▸ What to do:
• 1. In the Ferrari passage, repeat the words between "The sport’s most" and "at the front.", inclusive.
• 2. Carry on the passage about Ferrari's Formula 1 decline from the point where it stops.
Text segment below:
The sport’s most famous team last powered a driver to the F1 world championship in 2007 with Kimi Raikkonen. Their last constructor’s title was a year later. Since then the big trophy cabinet has been bare.

Worse has followed. Always contenders or at least challengers, last year, with Mattia Binotto at the helm,  they have sunk into midfield mediocrity that has not only broken the hearts of their passionate Tifosi while disappointing true F1 fans who want to see fast Red cars in the mix, at the front.

This week ahead of 12 March, Agnelli’s centenary, in a wide-ranging interview about his grandfather – an Italian business legend – Elkann ventured about the state of the Scuderia: “Today Gianni would be disappointed as all we Ferrari fans are.

“But I am optimistic because we have two young drivers: they are not ‘used to winning’ but they have a great desire to ‘train to win’ with their humility and determination, they are infecting the whole team with this,” added Elkann.
End of Text segment.
Study material below:
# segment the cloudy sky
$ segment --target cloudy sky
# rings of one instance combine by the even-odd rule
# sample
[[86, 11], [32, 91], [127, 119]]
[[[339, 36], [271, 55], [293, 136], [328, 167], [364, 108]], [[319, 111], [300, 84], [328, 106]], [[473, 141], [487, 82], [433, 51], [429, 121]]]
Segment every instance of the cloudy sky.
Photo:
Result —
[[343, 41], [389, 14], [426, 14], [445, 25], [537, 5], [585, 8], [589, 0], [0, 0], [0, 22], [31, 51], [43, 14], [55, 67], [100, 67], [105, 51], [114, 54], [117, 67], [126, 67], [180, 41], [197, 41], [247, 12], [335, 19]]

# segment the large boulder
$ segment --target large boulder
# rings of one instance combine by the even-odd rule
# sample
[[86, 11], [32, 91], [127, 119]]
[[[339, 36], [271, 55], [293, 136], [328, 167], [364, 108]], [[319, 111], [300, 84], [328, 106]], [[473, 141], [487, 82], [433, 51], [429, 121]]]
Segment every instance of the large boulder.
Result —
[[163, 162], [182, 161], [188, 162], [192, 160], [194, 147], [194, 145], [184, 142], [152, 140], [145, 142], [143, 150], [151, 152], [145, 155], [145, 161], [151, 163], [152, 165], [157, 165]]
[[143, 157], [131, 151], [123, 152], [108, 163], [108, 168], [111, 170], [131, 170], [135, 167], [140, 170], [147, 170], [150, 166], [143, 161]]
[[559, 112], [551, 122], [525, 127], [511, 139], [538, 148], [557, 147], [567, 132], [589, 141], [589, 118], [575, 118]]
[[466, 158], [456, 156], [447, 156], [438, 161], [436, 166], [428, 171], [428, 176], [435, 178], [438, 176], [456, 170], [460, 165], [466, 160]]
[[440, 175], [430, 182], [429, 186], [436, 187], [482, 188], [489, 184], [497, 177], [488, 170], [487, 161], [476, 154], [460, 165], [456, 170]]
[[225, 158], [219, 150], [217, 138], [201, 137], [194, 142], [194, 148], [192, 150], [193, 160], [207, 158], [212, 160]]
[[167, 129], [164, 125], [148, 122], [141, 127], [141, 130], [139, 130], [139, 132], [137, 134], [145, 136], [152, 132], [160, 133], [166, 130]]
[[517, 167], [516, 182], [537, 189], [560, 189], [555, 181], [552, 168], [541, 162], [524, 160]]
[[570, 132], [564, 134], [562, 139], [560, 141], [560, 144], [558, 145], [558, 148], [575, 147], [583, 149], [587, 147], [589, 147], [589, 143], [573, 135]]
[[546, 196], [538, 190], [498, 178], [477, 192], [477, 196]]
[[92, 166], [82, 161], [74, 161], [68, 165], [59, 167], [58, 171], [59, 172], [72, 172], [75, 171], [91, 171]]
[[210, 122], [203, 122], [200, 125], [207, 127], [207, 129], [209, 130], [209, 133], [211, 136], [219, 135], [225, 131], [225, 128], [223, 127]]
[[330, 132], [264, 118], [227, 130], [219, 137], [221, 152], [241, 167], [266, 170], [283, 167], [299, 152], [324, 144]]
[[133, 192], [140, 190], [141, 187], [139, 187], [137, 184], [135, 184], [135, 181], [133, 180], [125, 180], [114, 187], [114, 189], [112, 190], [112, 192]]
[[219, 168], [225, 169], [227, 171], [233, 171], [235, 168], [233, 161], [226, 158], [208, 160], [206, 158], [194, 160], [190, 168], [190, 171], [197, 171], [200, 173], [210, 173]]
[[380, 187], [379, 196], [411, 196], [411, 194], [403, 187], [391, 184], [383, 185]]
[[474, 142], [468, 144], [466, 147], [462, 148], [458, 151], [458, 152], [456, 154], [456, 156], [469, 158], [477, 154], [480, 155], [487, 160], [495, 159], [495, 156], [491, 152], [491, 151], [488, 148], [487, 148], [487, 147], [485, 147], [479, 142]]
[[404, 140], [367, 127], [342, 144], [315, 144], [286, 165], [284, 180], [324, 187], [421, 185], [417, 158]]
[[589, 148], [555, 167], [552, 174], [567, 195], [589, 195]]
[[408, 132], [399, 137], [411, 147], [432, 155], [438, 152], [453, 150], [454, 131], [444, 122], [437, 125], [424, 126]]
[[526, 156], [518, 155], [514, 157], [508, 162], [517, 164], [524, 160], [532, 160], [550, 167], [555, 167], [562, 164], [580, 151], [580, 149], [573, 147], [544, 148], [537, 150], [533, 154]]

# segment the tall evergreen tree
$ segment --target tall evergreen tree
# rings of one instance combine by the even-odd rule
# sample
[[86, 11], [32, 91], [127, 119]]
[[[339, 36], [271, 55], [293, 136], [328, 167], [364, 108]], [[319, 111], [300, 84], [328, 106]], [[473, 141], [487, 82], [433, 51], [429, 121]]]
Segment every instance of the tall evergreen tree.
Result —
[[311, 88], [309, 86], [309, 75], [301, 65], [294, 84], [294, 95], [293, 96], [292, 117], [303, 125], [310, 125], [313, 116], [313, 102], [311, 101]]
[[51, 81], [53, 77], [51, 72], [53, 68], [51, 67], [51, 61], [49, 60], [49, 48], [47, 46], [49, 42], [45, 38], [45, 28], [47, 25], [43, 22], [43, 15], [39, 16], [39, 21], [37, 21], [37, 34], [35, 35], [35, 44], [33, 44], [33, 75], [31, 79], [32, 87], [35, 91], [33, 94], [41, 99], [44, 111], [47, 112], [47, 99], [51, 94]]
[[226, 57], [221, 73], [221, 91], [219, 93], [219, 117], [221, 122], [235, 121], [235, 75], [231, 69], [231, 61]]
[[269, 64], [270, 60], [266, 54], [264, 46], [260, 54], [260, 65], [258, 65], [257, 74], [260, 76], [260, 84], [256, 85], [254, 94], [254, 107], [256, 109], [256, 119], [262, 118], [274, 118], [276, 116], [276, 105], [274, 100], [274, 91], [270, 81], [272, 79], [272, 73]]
End of Study material.
▸ Answers per task:
• 1.
The sport’s most famous team last powered a driver to the F1 world championship in 2007 with Kimi Raikkonen. Their last constructor’s title was a year later. Since then the big trophy cabinet has been bare.

Worse has followed. Always contenders or at least challengers, last year, with Mattia Binotto at the helm,  they have sunk into midfield mediocrity that has not only broken the hearts of their passionate Tifosi while disappointing true F1 fans who want to see fast Red cars in the mix, at the front.

• 2.
A nice touch from the 44-year-old referencing the famous encounter between Enzo Ferrari and Agnelli, whereby L’Avvocato said to the Scuderia’s founder: “You are used to winning.”
To which Il Drake replied: “No, we are trained to win.”

For now, that training-to-win has gone awry at the team. Apart from throwing aways championships (Fernando Alonso 2010) they have hardly sniffed a title in over a decade.

Last month, Elkann’s war cry was: “The most important thing this season will be to demonstrate our will to win, through our commitment and dedication. We will have to pay attention to every little detail: it all adds up.”

While Mercedes versus Red Bull is invariably a box-office hit, the truth is with Ferrari in the mix is what makes F1 blockbuster stuff.

Agnelli passed away in January 2003, having witnessed the first three years of the great Michael Schumacher era at Ferrari, engineered by Luca di Montezemolo and his famous gang of Jean Todt, Ross Brawn and Rory Byrne.

L’Avvocato would have given the final nod on the deals to build that Dream Team and thus had a hand in the team’s greatest spell in top-flight which, sadly, only highlights the current mess they’re in under Elkann’s watch.

Ferrari named their 2003 F1 contender the F2003-GA, in tribute to Agnelli. With the great Schumi at the wheel, they delivered that year’s title in the tycoon’s honour.